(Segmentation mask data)
----

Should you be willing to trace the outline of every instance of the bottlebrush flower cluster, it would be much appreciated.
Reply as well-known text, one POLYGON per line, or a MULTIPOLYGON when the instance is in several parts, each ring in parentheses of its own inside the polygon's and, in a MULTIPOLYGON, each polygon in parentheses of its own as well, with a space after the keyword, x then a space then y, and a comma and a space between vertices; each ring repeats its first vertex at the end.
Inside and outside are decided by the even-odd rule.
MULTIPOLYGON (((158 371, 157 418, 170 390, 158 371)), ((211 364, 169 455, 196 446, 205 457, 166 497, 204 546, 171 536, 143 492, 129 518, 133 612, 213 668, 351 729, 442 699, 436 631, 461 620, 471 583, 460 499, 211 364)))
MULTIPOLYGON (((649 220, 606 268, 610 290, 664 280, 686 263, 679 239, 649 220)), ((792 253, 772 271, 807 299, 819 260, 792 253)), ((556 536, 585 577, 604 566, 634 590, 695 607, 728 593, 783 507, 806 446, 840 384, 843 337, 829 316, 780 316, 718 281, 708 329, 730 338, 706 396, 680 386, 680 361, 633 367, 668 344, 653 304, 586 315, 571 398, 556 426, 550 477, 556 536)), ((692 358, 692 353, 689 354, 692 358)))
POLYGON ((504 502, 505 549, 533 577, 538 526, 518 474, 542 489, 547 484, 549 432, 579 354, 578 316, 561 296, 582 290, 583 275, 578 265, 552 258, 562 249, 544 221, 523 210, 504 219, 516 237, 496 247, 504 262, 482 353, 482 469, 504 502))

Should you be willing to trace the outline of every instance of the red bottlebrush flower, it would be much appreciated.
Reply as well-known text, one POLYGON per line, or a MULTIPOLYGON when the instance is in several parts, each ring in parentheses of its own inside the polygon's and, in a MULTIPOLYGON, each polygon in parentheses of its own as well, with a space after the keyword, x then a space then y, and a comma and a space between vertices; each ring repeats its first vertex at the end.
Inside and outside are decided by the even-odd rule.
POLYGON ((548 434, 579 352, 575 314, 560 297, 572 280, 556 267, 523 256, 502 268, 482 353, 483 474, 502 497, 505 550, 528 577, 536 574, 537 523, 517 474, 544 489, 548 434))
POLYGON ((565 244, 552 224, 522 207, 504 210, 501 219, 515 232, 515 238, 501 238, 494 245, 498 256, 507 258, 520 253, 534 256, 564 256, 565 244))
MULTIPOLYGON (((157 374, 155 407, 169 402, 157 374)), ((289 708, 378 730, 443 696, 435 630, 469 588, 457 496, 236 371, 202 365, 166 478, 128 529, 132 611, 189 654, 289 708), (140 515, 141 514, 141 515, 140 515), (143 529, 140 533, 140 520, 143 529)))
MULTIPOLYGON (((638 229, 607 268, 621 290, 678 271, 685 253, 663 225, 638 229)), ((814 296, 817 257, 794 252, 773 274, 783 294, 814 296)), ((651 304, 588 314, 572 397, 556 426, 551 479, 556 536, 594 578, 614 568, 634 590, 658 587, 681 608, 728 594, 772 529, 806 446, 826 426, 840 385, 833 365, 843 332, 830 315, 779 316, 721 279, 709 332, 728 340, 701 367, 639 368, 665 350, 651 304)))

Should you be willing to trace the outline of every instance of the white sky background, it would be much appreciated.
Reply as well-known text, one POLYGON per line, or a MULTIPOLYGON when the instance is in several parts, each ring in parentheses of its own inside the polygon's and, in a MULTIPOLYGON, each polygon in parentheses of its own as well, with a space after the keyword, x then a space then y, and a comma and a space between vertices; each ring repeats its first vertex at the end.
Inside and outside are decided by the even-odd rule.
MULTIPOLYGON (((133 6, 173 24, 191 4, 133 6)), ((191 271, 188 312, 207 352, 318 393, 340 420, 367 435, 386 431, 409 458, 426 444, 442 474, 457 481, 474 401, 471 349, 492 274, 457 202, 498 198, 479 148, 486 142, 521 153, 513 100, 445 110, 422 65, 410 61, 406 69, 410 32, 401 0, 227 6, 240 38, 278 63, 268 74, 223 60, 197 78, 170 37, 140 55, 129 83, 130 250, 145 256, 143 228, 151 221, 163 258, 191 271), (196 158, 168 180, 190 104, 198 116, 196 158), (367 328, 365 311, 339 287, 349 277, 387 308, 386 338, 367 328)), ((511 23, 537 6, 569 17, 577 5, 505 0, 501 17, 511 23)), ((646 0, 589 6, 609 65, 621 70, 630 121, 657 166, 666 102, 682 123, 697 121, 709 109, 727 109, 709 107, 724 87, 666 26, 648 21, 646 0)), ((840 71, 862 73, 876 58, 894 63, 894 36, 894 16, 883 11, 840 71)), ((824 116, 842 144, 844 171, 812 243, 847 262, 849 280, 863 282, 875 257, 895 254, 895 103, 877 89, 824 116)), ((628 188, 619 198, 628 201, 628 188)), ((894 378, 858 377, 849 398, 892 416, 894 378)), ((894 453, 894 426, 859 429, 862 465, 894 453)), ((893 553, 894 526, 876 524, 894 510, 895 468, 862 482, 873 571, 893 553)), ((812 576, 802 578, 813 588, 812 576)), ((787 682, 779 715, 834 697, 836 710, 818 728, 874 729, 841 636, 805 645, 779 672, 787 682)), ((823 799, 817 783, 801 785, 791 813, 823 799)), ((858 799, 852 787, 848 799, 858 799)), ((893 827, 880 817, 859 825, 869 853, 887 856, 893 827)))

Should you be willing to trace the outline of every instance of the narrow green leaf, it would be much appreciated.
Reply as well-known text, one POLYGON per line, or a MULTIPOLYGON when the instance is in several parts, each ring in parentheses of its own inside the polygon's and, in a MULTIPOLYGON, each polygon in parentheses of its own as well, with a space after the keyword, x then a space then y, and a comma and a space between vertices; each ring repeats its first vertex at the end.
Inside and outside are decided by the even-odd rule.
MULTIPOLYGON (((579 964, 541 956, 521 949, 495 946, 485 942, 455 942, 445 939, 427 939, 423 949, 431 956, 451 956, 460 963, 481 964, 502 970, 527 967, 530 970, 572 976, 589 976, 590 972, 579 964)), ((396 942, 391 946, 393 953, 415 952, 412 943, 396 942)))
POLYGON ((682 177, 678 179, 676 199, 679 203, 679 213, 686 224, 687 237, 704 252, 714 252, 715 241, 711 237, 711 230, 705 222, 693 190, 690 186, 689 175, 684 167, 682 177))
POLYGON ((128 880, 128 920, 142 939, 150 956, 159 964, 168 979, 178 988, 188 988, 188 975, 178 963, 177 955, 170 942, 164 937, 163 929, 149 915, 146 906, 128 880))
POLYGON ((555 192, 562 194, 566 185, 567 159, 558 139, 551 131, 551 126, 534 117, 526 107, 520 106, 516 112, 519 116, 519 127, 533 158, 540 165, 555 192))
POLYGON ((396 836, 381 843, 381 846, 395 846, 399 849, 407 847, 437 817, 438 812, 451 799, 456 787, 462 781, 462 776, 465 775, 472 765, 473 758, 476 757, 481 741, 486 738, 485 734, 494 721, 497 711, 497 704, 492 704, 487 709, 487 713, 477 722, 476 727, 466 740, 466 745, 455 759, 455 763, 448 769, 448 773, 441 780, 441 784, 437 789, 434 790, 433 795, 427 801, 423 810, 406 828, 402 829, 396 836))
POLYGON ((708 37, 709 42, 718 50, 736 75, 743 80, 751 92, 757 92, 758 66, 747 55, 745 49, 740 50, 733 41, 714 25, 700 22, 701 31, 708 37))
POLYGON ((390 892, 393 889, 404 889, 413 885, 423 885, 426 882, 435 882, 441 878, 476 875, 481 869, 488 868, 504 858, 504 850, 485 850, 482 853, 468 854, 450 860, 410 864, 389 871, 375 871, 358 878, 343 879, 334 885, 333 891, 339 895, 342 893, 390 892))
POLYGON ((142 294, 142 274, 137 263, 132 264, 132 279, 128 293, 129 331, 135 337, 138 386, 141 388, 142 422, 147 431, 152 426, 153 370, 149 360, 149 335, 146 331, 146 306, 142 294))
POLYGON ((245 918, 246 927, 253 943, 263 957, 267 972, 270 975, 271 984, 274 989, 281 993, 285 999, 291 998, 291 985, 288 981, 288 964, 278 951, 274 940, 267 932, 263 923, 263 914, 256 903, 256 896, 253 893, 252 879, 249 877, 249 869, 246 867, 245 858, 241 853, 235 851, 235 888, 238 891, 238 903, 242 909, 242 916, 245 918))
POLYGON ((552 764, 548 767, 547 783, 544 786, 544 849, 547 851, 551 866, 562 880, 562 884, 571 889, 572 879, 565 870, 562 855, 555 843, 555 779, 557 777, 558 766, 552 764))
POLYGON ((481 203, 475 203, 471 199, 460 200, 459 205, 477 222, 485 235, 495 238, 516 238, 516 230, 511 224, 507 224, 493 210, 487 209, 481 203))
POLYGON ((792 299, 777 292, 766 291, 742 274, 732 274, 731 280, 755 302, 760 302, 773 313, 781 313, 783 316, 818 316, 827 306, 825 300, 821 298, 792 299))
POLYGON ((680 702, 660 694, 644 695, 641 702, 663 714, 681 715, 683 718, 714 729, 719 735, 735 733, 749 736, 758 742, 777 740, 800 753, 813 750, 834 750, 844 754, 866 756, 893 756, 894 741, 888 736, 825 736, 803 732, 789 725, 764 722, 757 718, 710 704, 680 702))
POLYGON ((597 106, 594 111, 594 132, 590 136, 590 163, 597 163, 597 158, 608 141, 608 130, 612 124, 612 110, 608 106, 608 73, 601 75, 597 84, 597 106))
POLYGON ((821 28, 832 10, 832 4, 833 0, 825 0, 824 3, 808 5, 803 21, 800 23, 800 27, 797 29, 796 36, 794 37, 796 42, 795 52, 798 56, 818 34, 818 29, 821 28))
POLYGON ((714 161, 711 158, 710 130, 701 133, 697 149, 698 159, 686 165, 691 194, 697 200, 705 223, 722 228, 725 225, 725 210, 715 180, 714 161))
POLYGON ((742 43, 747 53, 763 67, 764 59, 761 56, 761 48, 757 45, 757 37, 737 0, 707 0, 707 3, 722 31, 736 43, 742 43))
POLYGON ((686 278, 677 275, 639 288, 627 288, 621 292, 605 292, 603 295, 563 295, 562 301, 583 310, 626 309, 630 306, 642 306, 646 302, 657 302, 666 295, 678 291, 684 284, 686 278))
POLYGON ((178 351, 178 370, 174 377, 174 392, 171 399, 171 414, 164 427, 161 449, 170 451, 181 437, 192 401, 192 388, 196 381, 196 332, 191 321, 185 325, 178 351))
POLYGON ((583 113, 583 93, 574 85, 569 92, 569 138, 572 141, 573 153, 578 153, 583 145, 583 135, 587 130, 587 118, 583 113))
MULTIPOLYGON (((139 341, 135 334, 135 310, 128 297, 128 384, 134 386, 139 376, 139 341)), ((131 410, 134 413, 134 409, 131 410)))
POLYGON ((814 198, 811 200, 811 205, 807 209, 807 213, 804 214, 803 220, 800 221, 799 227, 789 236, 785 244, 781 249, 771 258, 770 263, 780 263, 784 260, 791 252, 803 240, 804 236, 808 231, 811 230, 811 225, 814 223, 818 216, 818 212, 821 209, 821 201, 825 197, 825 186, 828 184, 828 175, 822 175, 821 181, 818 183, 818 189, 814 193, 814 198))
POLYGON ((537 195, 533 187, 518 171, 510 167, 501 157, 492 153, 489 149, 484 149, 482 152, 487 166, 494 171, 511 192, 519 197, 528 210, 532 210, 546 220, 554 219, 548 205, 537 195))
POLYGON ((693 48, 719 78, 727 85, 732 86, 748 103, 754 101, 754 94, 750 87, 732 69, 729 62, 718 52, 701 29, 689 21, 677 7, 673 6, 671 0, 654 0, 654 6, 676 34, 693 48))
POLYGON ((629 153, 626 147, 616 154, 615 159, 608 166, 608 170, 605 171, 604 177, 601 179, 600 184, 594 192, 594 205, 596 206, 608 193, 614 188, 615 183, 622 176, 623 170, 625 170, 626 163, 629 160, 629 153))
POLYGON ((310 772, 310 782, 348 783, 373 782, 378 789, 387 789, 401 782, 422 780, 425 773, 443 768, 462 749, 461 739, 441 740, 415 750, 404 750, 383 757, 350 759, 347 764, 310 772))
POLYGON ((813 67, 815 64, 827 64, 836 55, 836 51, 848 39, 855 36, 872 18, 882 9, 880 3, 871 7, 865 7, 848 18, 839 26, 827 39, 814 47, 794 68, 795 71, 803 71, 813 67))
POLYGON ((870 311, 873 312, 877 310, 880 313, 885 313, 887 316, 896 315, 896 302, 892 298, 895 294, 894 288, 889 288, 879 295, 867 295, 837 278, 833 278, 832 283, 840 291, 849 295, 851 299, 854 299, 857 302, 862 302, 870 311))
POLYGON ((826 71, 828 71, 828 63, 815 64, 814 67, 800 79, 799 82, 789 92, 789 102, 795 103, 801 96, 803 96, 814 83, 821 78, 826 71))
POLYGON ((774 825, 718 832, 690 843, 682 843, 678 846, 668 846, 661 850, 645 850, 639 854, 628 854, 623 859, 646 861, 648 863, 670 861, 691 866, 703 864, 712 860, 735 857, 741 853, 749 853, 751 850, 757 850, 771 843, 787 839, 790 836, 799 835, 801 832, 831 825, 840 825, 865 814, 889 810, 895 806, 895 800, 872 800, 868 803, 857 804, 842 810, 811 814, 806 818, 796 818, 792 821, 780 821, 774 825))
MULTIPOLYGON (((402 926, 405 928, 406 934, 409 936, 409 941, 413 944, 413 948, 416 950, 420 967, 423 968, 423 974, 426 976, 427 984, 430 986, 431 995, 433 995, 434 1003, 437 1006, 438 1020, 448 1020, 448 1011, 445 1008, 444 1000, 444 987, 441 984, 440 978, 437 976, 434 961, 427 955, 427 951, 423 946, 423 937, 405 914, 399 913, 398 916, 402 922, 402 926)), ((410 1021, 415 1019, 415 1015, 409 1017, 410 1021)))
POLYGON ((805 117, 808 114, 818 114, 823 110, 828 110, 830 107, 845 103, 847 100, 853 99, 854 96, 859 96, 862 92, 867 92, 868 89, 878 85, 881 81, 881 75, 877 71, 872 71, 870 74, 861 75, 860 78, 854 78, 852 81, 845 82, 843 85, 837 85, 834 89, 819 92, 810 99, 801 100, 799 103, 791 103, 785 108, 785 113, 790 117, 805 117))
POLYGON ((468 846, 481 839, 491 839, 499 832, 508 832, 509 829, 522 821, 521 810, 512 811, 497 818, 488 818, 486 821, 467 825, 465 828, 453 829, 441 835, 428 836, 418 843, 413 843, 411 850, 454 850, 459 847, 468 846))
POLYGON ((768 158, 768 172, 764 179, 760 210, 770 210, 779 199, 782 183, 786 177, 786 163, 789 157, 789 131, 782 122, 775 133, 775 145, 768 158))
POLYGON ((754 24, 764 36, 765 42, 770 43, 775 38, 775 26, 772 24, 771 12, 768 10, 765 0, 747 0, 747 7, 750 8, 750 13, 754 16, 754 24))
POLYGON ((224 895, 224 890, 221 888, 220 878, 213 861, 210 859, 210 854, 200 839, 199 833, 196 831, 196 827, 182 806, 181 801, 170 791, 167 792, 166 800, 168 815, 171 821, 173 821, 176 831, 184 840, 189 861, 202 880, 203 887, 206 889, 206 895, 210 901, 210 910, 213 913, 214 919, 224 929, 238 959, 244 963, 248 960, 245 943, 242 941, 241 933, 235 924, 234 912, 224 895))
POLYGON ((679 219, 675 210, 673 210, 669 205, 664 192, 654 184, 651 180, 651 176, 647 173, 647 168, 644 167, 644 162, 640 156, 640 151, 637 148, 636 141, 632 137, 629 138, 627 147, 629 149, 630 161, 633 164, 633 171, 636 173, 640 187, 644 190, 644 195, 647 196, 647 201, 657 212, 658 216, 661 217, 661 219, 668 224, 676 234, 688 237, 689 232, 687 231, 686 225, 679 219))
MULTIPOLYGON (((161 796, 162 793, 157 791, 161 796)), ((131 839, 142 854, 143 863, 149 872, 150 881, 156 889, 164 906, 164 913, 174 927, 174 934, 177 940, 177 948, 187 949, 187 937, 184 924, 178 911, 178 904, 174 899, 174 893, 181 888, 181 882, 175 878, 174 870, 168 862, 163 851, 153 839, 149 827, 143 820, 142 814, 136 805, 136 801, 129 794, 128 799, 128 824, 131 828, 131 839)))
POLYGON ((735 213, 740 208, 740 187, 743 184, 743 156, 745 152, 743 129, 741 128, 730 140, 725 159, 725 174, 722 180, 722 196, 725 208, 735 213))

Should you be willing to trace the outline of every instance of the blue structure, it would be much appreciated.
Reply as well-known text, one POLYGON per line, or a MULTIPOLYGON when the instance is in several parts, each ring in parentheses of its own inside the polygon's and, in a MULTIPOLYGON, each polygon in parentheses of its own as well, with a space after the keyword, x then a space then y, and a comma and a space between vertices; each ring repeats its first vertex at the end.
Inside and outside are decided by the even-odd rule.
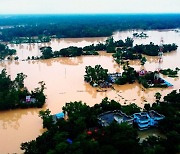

----

**DESCRIPTION OF THE TASK**
Tally up the lines above containing "bottlebrush"; the number is the full answer.

**TASK SOLUTION**
2